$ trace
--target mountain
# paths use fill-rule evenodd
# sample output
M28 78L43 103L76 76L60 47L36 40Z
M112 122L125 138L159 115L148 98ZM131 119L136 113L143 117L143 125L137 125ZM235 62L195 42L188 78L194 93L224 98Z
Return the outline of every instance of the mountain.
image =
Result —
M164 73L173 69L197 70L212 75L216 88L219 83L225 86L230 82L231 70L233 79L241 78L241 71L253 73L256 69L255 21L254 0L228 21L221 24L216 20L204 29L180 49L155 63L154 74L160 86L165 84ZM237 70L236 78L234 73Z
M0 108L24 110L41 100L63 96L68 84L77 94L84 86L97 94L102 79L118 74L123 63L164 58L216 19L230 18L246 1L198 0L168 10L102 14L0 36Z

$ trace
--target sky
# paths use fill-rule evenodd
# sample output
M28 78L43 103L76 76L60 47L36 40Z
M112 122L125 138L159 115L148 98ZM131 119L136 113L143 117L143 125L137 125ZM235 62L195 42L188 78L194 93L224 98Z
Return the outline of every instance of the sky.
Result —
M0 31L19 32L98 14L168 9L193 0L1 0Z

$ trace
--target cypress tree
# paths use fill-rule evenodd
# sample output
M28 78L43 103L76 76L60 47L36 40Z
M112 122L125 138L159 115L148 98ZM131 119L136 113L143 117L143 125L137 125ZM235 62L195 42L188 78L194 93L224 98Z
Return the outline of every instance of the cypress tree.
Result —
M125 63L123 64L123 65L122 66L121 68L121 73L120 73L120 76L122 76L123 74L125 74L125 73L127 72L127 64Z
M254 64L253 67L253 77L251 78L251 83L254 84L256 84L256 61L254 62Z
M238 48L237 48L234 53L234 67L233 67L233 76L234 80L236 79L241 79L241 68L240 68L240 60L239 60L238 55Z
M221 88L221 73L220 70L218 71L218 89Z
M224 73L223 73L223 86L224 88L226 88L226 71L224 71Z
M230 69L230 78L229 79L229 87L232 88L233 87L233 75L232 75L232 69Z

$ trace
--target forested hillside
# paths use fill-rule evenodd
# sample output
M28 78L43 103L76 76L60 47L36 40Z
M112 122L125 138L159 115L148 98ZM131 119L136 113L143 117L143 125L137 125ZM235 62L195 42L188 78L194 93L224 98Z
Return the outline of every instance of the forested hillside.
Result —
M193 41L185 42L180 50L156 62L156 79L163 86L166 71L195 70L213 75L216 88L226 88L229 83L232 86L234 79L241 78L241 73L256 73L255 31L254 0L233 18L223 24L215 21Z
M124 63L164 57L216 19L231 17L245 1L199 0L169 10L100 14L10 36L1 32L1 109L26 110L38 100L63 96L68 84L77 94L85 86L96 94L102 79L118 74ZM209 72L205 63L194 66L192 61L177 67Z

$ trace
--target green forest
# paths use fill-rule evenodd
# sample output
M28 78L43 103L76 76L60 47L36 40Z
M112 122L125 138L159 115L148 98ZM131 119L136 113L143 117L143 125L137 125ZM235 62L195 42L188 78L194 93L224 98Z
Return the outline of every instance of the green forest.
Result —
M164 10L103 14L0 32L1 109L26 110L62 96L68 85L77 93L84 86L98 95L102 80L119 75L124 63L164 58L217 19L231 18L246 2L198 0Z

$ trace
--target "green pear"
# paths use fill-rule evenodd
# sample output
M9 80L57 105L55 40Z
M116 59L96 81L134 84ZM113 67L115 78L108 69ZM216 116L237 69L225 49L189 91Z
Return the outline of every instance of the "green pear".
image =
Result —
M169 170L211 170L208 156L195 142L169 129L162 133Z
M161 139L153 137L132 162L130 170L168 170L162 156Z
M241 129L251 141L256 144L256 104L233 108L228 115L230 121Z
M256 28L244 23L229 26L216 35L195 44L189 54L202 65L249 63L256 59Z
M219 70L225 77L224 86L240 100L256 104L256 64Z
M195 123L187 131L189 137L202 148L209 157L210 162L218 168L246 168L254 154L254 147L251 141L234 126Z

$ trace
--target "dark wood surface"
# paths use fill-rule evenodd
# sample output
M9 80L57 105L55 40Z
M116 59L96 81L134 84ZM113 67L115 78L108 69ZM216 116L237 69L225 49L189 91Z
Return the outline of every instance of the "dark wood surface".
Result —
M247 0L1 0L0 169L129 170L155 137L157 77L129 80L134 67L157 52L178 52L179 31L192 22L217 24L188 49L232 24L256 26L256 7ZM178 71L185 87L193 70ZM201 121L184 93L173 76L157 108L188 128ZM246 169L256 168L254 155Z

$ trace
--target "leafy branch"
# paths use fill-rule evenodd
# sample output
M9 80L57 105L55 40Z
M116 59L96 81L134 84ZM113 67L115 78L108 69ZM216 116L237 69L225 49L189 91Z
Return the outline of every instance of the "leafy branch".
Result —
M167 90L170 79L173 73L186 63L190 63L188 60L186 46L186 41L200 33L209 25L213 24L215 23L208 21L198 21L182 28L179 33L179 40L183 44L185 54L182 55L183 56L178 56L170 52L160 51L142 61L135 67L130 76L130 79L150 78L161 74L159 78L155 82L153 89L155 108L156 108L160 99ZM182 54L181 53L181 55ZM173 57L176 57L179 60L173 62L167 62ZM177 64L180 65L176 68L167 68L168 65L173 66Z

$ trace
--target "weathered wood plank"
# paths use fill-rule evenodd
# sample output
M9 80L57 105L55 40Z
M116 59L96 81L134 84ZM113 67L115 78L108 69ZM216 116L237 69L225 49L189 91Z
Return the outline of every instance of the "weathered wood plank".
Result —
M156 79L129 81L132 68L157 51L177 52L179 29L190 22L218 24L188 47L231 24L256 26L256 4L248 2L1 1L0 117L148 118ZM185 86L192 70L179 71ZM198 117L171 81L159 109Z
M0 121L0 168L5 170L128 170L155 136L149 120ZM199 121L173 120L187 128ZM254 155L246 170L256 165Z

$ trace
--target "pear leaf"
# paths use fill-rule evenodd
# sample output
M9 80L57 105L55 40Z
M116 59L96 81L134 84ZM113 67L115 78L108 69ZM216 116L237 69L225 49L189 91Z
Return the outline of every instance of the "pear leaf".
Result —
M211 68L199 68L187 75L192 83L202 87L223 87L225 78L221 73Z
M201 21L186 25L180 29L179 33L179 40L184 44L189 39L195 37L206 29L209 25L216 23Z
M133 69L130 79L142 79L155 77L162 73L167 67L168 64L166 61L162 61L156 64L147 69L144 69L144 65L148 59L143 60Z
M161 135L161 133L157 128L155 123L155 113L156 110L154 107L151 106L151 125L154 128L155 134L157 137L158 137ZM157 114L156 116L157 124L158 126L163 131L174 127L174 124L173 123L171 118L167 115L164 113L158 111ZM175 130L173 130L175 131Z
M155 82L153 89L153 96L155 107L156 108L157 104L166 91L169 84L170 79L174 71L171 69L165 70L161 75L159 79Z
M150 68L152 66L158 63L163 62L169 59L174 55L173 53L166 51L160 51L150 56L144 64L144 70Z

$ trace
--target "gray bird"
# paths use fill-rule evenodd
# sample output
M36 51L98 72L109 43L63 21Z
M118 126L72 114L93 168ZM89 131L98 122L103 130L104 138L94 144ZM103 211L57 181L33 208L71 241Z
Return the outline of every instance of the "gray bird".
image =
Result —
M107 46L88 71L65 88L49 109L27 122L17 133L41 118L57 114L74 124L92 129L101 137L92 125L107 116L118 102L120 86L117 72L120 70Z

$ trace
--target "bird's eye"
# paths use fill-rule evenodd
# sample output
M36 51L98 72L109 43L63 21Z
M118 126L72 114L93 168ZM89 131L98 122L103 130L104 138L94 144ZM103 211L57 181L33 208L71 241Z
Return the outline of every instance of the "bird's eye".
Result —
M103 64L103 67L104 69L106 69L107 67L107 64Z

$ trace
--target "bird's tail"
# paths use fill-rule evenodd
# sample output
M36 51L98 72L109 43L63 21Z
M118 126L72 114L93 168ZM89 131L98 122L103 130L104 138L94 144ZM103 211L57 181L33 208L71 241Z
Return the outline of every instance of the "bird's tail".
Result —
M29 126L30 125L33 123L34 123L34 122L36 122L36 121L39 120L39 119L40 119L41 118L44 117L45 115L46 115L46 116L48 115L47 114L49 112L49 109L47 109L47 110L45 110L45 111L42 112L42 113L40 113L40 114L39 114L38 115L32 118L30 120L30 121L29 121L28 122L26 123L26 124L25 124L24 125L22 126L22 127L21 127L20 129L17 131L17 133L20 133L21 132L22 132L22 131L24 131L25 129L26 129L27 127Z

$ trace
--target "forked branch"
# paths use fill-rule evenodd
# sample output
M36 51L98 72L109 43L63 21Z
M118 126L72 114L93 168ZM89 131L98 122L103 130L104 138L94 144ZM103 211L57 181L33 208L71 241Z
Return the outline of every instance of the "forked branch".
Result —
* * *
▶ _Job_
Please revise the rows from the very first line through the line containing "M164 73L173 69L197", swapping "mountain" for "peak" and keeping everything else the same.

▶ _Solution_
$ trace
--target peak
# paths use fill-rule evenodd
# sample output
M28 78L43 103L76 76L60 47L36 40Z
M112 122L125 138L159 115L148 98ZM131 119L136 113L143 117L143 125L137 125ZM235 62L195 42L188 78L194 93L224 98Z
Return the outline of every instance of the peak.
image =
Result —
M164 73L173 69L197 70L212 75L216 88L219 83L225 86L230 82L231 70L233 79L241 78L241 71L253 73L256 69L255 21L254 0L228 21L221 24L216 20L204 29L180 49L155 63L154 74L160 86L165 84ZM237 70L236 78L234 73Z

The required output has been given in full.